### WHAT YOU ARE ASKED TO DO
What follows is a set of records, each of which is to be written out exactly.

### MATERIAL SHOWN

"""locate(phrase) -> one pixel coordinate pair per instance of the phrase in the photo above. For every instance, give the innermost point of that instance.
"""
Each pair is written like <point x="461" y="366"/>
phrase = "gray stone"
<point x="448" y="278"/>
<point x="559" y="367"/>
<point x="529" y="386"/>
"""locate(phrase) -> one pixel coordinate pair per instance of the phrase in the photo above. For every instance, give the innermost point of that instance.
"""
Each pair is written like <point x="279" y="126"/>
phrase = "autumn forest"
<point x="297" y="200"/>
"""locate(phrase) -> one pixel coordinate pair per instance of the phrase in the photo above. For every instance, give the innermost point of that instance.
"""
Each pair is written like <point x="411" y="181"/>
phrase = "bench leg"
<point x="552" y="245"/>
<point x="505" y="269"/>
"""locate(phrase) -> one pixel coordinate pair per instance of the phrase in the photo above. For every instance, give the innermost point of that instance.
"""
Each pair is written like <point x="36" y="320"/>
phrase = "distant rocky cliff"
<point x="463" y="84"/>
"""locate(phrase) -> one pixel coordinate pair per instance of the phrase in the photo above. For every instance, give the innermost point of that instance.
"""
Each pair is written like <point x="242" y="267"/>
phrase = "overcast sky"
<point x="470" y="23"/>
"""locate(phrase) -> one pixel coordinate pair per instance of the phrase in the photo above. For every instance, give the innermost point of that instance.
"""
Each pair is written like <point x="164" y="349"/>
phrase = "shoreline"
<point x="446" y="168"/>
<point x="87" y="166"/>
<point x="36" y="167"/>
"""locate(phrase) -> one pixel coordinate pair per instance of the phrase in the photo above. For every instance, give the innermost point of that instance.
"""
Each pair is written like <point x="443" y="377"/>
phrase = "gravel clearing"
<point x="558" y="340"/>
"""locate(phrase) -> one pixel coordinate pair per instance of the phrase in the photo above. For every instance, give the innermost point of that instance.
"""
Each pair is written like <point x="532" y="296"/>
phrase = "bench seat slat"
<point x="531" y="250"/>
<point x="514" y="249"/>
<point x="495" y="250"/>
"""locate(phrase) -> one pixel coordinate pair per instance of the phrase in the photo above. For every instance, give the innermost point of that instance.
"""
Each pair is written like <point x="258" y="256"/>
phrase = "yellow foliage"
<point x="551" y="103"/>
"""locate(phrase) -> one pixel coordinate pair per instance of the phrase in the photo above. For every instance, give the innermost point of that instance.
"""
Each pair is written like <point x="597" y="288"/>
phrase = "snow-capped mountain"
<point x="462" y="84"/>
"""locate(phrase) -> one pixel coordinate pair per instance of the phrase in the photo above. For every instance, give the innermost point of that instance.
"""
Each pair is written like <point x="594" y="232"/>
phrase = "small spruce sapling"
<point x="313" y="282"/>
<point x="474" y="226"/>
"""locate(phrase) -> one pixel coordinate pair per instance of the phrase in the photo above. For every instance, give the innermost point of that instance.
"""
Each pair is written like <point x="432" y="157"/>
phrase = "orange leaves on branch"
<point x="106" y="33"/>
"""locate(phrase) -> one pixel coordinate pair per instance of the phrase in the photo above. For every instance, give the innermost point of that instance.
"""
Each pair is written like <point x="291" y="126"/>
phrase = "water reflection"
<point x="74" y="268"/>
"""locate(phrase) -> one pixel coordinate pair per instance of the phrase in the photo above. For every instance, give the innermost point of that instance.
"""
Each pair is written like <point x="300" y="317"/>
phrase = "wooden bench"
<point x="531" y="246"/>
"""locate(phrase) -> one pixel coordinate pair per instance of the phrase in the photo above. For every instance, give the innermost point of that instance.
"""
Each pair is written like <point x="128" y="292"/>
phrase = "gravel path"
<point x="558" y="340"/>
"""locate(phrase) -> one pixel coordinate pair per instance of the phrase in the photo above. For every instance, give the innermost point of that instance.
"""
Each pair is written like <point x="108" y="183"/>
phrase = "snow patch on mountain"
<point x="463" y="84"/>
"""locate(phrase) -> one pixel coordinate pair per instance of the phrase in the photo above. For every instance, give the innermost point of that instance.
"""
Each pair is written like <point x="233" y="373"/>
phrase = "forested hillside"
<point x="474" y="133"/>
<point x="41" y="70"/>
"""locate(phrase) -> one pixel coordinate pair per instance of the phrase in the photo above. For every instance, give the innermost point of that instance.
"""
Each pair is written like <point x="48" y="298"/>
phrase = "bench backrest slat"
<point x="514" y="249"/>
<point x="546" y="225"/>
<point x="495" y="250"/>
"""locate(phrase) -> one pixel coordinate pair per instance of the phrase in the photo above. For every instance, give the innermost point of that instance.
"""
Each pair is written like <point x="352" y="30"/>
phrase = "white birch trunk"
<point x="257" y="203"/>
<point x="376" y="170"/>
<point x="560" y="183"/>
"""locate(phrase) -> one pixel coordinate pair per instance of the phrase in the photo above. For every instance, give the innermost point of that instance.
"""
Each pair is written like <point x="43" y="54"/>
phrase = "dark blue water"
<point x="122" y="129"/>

### EXERCISE OUTPUT
"""locate(phrase) -> one pixel coordinate pair per instance of the phrase in the photo above. For every instance, give the innermost point of that instance.
"""
Each pair is written like <point x="461" y="366"/>
phrase = "gray stone"
<point x="448" y="278"/>
<point x="559" y="367"/>
<point x="529" y="386"/>
"""locate(phrase) -> one pixel coordinate pair per instance of the phrase in the photo above. For every instance, give the innermost point of that instance.
"""
Each pair is written like <point x="279" y="126"/>
phrase = "autumn forest"
<point x="297" y="200"/>
"""locate(phrase) -> one pixel coordinate pair per instance of the phrase in the photo above. For every instance, give the innermost point of that instance.
"""
Each pair is written like <point x="411" y="181"/>
phrase = "bench leg"
<point x="552" y="245"/>
<point x="505" y="269"/>
"""locate(phrase) -> one pixel coordinate pair per instance of the phrase in the photo above. For every instance, give the innermost point of that instance.
"""
Each pair is written like <point x="36" y="320"/>
phrase = "distant rocky cliff"
<point x="463" y="84"/>
"""locate(phrase) -> one pixel coordinate pair per instance of the phrase in the photo above. For every instance, give the innermost point of that instance.
"""
Each pair is written like <point x="242" y="267"/>
phrase = "overcast sky"
<point x="470" y="23"/>
"""locate(phrase) -> one pixel coordinate pair per instance of the phrase in the photo above. For every instance, give the innermost point of that instance.
"""
Each pair is written like <point x="164" y="349"/>
phrase = "shoreline"
<point x="446" y="168"/>
<point x="87" y="166"/>
<point x="36" y="167"/>
"""locate(phrase) -> one pixel coordinate pair per instance of the phrase in the photo above. For every instance, give the innermost point of that instance.
"""
Each pair is written like <point x="443" y="377"/>
phrase = "gravel clearing"
<point x="558" y="340"/>
"""locate(phrase) -> one pixel coordinate pair per instance of the phrase in the photo above. For every instance, give the innermost point of that instance.
"""
Each pair is written like <point x="532" y="296"/>
phrase = "bench seat slat"
<point x="531" y="250"/>
<point x="514" y="249"/>
<point x="495" y="250"/>
"""locate(phrase) -> one pixel coordinate pair per instance of the phrase in the photo above. For every instance, give the innermost point of that instance.
"""
Each pair is written like <point x="258" y="256"/>
phrase = "yellow foliage"
<point x="551" y="103"/>
"""locate(phrase) -> one pixel coordinate pair per instance of the phrase in the photo above. For every instance, give the innermost point of that instance.
"""
Each pair is written like <point x="597" y="288"/>
phrase = "snow-capped mountain"
<point x="462" y="84"/>
"""locate(phrase) -> one pixel coordinate pair per instance of the phrase in the photo above. For every instance, give the innermost point of that instance.
"""
Each pair is written like <point x="594" y="232"/>
phrase = "small spruce sapling"
<point x="313" y="282"/>
<point x="474" y="226"/>
"""locate(phrase) -> one pixel coordinate pair per instance of the phrase in the photo above. For every instance, give the innermost point of that instance.
"""
Each pair is written like <point x="432" y="157"/>
phrase = "orange leaves on branch"
<point x="106" y="33"/>
"""locate(phrase) -> one pixel coordinate pair per instance of the phrase in the photo above. For every instance, give the innermost point of that instance.
"""
Each pair is written like <point x="291" y="126"/>
phrase = "water reflection"
<point x="74" y="268"/>
"""locate(phrase) -> one pixel coordinate pair per instance of the phrase in the photo above. For every instance, give the innermost point of that instance.
"""
Each pair is written like <point x="300" y="317"/>
phrase = "wooden bench"
<point x="531" y="246"/>
"""locate(phrase) -> one pixel coordinate pair per instance of the phrase in the photo above. For every instance, give the innermost point of that instance.
"""
Each pair is written like <point x="128" y="292"/>
phrase = "gravel path"
<point x="558" y="340"/>
"""locate(phrase) -> one pixel coordinate pair per instance of the phrase in the photo above. For every instance, give the innermost point of that instance.
"""
Each pair is written like <point x="108" y="183"/>
phrase = "snow patch on mountain"
<point x="463" y="84"/>
"""locate(phrase) -> one pixel coordinate pair per instance of the phrase in the photo above. For every instance, give the innermost point of that instance.
"""
Each pair is written like <point x="233" y="373"/>
phrase = "forested hillside"
<point x="474" y="133"/>
<point x="41" y="70"/>
"""locate(phrase) -> one pixel coordinate pair per instance of the phrase in the photo above. For every instance, give the innermost point of that instance.
"""
Each pair is written like <point x="48" y="298"/>
phrase = "bench backrest slat"
<point x="514" y="249"/>
<point x="546" y="225"/>
<point x="495" y="250"/>
"""locate(phrase) -> one pixel coordinate pair per instance of the phrase in the photo above. For every instance, give the innermost point of that instance.
"""
Each pair is written like <point x="352" y="30"/>
phrase = "white birch trunk"
<point x="257" y="203"/>
<point x="376" y="170"/>
<point x="560" y="183"/>
"""locate(phrase) -> one pixel coordinate pair per instance of the phrase in the photo above. For every instance, give the innermost point of that instance.
"""
Each pair is written like <point x="43" y="54"/>
phrase = "dark blue water"
<point x="122" y="129"/>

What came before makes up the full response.